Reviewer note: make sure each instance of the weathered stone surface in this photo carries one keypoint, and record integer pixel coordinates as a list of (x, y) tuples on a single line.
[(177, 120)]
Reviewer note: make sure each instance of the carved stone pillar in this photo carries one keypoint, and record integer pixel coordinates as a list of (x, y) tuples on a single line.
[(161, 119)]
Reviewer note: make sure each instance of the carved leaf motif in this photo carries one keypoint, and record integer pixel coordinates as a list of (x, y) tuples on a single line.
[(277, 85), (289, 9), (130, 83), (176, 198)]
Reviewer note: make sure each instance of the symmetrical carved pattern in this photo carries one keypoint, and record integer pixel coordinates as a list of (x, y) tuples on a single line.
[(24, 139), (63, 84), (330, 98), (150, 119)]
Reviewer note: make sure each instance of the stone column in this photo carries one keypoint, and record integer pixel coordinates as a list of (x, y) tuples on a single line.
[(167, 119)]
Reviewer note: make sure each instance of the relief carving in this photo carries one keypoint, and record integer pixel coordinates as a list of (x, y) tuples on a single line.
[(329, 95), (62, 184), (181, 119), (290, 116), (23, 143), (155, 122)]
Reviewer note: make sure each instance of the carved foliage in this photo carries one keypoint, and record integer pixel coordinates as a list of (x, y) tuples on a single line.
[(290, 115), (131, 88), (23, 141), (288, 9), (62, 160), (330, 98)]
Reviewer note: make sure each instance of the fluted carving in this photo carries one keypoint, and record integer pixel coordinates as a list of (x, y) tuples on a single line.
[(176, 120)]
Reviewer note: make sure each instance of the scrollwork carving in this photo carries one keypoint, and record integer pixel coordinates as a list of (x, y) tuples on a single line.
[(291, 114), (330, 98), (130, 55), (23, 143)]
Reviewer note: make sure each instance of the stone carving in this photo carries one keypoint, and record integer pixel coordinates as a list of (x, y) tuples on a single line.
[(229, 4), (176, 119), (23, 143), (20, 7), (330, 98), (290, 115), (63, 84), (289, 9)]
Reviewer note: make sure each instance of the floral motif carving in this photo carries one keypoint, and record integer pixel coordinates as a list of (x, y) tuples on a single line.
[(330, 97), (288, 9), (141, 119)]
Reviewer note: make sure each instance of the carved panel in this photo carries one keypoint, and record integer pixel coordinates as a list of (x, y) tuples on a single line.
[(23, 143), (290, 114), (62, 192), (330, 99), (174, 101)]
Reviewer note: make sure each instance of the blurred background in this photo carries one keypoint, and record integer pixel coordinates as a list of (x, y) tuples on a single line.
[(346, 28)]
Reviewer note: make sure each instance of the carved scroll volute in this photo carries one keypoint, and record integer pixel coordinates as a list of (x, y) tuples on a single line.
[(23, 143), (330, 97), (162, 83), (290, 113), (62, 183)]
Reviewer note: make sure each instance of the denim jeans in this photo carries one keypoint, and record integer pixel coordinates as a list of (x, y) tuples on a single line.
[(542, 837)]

==

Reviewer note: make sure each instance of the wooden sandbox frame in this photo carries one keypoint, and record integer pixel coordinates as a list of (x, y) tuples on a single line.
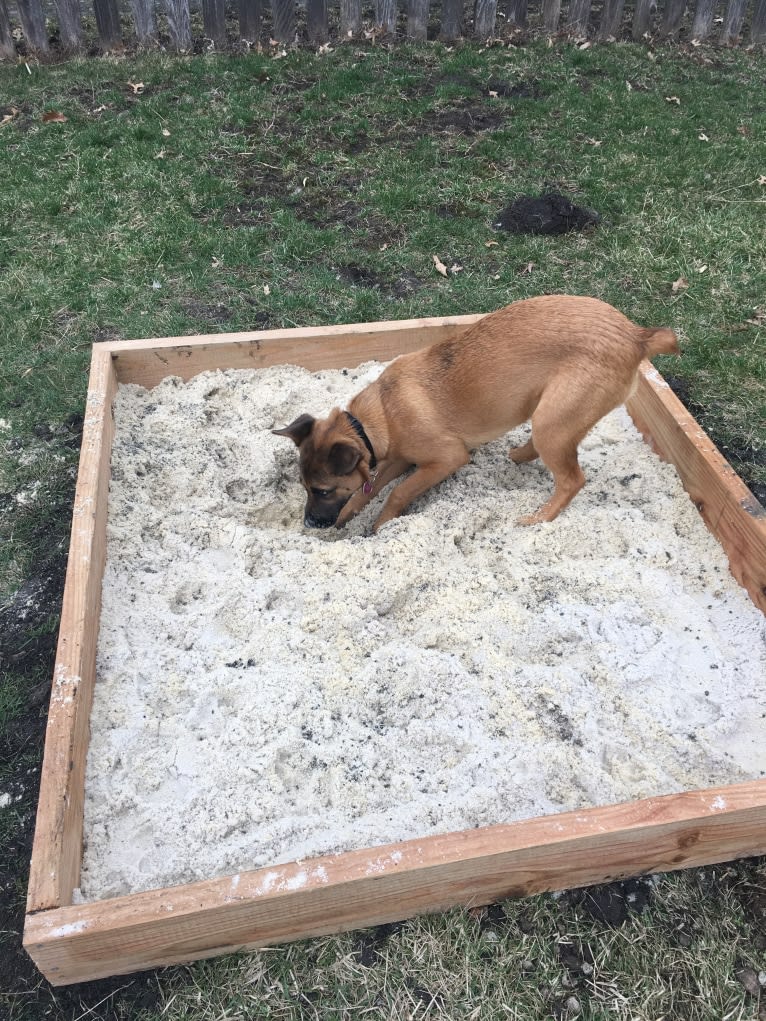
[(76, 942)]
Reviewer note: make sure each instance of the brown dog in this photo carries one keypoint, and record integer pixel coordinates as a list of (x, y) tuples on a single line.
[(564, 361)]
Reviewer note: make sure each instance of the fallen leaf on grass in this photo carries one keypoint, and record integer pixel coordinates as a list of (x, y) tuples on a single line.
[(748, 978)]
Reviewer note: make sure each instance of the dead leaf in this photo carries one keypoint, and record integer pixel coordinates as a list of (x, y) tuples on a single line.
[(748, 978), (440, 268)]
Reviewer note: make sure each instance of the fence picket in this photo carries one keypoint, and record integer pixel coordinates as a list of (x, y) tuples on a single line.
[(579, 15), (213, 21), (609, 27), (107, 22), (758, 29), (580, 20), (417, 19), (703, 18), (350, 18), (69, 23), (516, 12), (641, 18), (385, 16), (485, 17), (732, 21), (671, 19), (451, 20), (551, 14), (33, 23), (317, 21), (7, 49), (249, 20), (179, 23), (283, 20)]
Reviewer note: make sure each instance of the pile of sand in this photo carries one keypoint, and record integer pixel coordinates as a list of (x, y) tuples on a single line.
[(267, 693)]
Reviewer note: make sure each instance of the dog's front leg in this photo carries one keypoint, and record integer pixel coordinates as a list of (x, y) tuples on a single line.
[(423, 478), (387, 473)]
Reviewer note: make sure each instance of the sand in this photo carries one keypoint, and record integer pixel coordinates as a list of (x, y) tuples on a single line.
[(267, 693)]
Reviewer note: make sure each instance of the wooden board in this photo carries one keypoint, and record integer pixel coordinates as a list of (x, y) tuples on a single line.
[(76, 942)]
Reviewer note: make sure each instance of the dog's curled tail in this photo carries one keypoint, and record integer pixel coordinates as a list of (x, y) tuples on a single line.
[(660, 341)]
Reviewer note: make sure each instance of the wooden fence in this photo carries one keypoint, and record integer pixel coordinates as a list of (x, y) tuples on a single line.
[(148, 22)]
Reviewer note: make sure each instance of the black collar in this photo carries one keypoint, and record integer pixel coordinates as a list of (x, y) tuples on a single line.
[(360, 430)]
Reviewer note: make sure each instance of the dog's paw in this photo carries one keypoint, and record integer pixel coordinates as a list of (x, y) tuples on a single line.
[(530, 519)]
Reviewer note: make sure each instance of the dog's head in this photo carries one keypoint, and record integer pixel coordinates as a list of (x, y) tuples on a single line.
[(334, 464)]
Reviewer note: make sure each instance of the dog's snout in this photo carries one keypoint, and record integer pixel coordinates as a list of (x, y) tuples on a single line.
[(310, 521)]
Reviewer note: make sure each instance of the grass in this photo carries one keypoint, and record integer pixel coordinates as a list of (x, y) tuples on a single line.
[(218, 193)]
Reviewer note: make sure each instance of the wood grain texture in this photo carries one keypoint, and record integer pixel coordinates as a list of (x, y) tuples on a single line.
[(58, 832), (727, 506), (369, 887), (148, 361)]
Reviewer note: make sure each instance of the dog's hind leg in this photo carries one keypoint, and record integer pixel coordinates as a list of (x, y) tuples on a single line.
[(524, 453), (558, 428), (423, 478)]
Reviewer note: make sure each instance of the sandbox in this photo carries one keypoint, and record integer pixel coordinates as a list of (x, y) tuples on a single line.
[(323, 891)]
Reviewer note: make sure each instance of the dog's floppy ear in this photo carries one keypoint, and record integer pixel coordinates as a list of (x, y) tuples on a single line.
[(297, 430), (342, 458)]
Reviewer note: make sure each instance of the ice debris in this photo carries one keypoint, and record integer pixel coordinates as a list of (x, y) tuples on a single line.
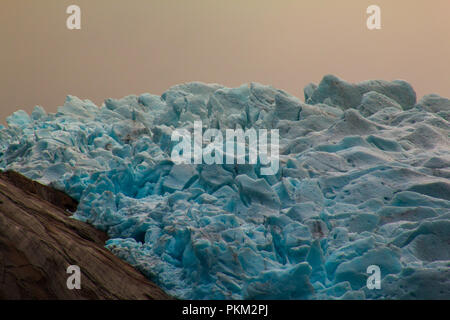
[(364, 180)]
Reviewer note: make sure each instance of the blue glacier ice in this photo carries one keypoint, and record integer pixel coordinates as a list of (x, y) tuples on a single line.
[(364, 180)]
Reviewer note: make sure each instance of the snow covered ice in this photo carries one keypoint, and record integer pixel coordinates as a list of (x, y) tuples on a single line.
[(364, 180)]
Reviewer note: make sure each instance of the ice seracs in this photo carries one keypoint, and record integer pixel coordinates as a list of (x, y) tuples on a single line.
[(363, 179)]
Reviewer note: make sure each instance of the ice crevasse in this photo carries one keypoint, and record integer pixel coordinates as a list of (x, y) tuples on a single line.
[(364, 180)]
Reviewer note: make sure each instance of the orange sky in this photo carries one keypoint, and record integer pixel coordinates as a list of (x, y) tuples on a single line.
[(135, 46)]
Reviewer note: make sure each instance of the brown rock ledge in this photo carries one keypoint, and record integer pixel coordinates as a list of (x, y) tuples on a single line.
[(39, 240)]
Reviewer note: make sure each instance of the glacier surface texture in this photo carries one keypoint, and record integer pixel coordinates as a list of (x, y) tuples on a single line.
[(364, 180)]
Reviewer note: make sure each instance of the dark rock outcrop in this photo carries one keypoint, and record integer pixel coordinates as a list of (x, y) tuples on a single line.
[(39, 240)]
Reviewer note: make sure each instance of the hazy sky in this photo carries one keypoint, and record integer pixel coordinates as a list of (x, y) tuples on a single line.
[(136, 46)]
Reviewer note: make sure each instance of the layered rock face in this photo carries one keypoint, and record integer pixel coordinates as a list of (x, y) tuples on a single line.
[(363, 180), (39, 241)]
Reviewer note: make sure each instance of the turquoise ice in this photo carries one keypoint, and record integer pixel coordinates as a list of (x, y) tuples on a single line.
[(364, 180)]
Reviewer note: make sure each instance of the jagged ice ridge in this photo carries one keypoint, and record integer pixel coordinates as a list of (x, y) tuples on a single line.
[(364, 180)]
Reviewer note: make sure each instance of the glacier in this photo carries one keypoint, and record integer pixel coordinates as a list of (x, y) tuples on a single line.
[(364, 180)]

==

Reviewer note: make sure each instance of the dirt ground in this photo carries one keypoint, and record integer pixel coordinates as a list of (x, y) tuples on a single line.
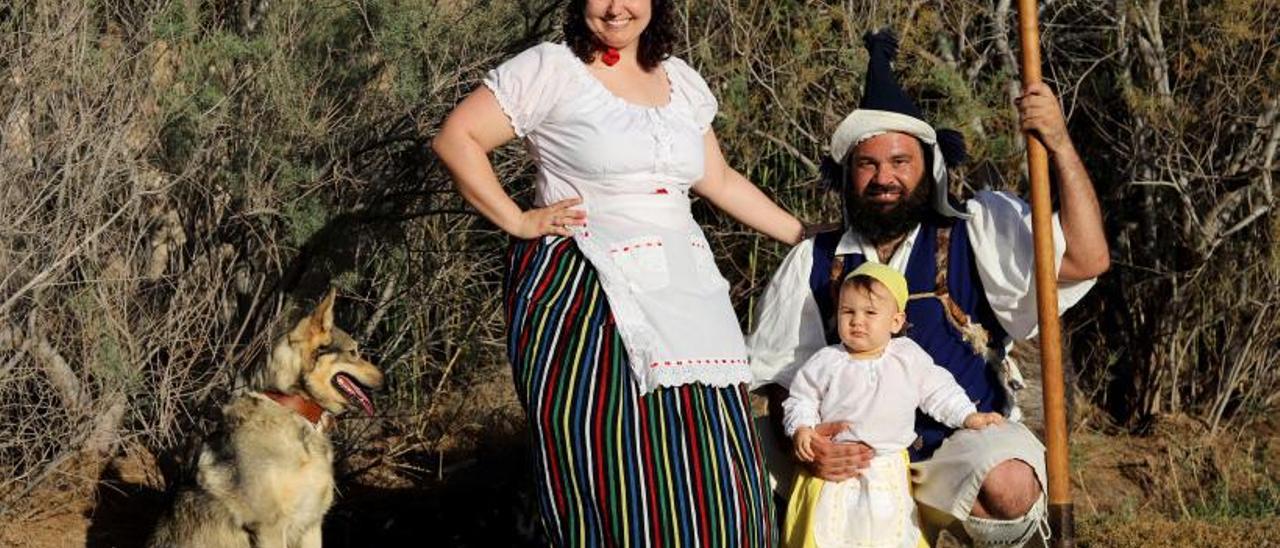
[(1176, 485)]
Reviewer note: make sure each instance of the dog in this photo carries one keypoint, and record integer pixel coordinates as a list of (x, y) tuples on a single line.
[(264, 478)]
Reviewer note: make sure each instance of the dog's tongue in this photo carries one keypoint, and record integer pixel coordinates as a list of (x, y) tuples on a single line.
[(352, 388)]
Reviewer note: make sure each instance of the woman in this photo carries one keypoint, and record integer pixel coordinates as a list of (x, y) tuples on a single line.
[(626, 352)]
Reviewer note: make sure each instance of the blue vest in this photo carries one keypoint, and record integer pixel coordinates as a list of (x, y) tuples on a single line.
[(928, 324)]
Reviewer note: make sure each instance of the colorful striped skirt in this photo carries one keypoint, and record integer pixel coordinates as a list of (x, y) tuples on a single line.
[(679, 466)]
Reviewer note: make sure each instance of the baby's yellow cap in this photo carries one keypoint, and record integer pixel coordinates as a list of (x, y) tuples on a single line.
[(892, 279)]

_Exercise aim_: List every line of the data above that contains the string "baby". Count a match only when the letters agree in case.

_The response_:
Reviewer note: make sure each instance of the baby's yellow cap in this photo carries one keypoint, and record integer pixel coordinates as a list of (x, y) tuples on a single line.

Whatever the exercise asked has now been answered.